_INSTRUCTIONS TO FOLLOW_
Pick out every line in the entries below that contains the word "porch", and copy each one.

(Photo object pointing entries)
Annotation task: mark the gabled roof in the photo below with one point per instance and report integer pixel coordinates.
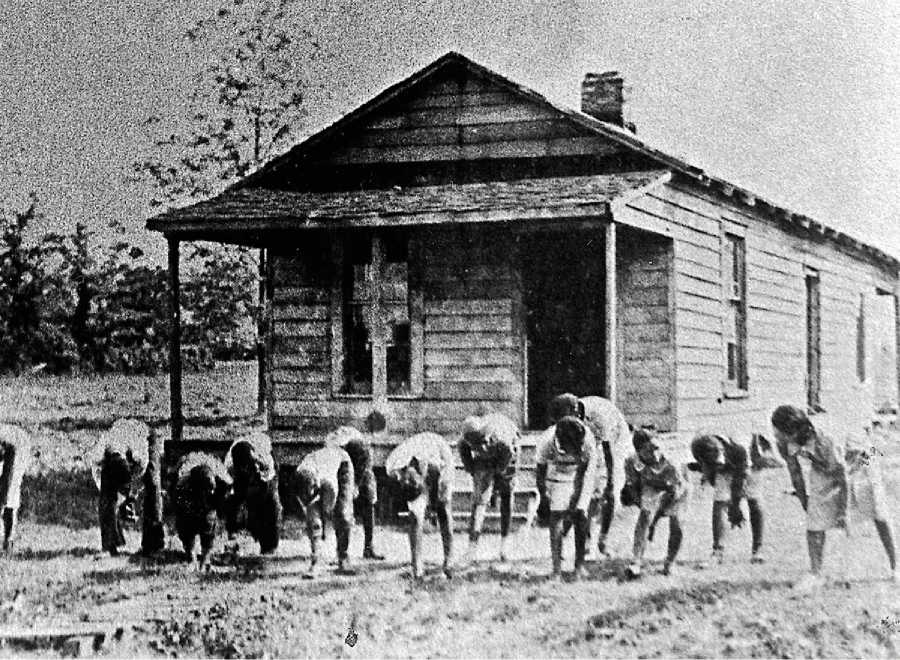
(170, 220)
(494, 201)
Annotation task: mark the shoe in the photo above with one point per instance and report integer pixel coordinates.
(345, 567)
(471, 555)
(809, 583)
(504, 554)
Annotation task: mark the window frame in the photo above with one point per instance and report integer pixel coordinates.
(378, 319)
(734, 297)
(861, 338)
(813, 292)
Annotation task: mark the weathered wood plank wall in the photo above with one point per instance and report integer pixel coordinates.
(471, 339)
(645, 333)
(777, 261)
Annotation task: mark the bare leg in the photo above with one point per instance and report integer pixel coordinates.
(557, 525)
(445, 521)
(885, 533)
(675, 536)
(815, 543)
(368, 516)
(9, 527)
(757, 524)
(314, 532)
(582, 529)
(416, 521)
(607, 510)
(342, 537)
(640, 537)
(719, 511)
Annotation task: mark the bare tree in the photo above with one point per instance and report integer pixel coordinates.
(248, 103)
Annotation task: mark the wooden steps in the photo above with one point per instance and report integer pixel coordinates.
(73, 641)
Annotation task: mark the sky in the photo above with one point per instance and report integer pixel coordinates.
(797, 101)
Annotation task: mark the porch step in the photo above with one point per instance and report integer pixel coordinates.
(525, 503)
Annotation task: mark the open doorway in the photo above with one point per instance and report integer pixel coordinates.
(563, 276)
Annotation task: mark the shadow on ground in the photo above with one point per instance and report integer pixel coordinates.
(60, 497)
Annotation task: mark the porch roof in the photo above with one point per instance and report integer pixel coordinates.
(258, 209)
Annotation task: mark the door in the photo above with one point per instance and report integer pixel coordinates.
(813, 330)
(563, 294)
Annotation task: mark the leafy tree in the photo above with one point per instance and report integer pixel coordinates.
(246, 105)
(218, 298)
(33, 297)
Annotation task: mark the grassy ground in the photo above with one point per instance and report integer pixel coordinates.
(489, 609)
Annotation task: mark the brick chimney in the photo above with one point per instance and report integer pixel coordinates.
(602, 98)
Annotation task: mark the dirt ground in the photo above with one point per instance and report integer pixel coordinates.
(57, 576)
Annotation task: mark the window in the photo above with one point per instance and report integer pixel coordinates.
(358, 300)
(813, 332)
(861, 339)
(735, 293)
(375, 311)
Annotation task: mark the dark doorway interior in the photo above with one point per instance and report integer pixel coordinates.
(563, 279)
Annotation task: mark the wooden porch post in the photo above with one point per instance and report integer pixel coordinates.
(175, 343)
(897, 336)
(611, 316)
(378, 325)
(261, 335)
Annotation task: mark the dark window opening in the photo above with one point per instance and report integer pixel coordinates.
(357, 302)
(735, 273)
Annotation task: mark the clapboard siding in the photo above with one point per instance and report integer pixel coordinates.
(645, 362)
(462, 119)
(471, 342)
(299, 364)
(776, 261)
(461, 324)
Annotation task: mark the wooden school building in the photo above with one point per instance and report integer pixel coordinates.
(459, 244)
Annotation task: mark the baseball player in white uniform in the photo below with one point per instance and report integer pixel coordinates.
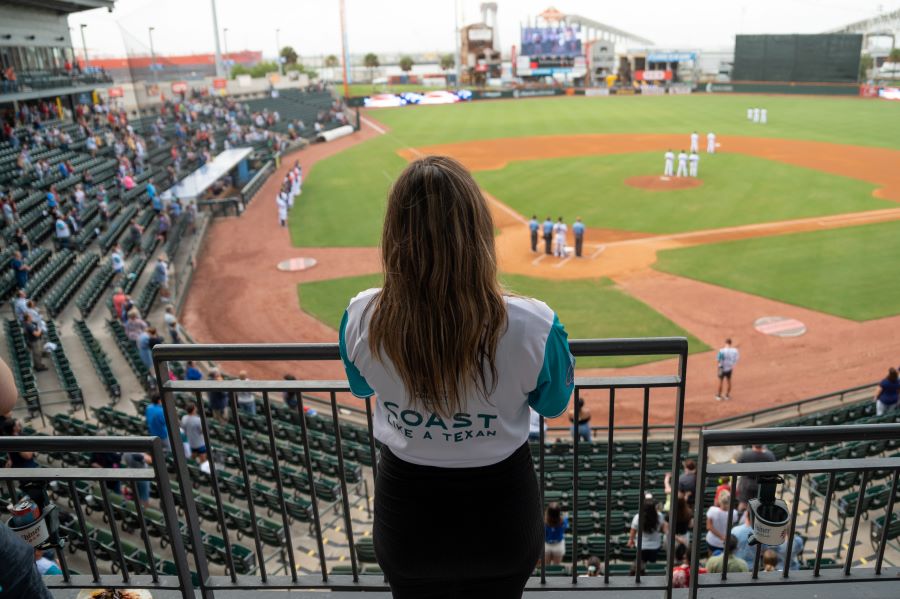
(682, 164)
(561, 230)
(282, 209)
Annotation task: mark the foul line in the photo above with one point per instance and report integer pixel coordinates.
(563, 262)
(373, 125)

---

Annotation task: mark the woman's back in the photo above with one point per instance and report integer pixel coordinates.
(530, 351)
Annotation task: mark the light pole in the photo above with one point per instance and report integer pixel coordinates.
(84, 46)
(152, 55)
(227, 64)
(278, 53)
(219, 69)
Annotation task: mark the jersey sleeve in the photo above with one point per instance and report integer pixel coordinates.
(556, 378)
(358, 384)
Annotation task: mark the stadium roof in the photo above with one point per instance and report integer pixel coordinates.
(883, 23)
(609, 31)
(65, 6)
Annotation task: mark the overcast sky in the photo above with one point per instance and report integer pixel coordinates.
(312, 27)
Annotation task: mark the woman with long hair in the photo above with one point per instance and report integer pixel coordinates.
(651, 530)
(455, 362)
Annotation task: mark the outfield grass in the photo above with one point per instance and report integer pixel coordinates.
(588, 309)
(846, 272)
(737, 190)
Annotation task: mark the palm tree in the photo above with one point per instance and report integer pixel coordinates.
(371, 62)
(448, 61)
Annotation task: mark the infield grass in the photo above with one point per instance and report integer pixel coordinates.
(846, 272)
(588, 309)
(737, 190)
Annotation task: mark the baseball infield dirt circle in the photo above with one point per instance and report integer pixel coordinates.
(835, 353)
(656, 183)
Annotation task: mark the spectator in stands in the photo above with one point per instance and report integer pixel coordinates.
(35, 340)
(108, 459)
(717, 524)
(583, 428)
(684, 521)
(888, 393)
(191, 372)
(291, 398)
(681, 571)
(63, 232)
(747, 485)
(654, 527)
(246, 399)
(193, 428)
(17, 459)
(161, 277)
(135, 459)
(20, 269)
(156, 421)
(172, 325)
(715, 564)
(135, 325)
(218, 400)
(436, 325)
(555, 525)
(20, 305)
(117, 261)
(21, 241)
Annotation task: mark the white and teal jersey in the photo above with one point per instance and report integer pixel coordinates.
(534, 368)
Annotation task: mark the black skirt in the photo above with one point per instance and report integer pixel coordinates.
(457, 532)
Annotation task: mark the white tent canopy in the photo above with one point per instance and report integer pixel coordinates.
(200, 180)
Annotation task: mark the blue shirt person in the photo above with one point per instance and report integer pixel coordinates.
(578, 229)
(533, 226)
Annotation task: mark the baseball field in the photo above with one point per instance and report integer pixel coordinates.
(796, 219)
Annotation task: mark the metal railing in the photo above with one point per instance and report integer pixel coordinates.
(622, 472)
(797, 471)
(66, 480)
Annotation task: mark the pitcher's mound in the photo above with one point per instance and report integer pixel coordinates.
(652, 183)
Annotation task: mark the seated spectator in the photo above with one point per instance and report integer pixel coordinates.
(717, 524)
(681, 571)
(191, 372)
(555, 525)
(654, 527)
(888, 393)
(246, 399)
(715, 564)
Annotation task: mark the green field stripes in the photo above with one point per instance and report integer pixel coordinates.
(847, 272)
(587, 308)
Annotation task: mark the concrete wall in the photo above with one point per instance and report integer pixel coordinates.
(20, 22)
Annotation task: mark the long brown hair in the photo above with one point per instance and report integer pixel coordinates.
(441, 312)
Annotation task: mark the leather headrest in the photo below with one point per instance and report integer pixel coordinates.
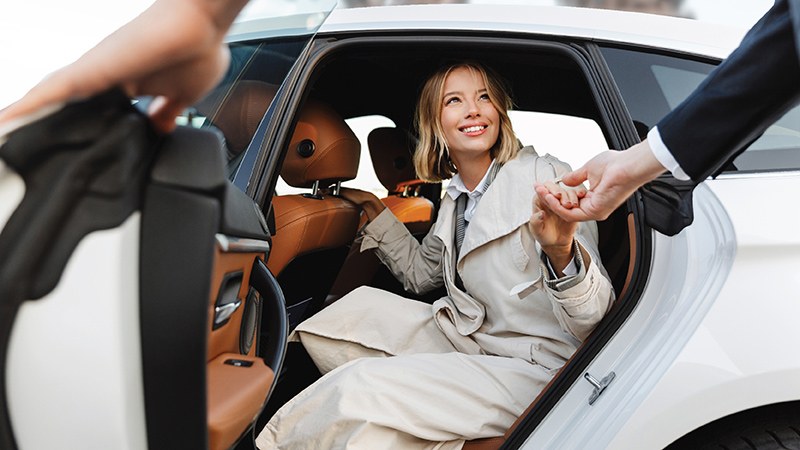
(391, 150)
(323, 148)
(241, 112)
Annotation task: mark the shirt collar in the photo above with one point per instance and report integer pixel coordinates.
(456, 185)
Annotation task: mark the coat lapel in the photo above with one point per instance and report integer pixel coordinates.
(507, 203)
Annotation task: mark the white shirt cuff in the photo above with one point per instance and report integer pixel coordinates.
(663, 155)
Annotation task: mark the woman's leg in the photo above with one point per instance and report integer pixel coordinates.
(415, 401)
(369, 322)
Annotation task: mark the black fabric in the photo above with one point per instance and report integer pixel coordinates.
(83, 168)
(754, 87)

_ANSWER BELOW_
Annotation task: mark the porch step in the photo above with one point per instance and report integer pixel coordinates.
Annotation task: mark the porch roof in the photo above with one point per instance and report integer pixel coordinates.
Annotation task: mark the wooden porch post in the photo above with one point per instance and report integer pixel coordinates.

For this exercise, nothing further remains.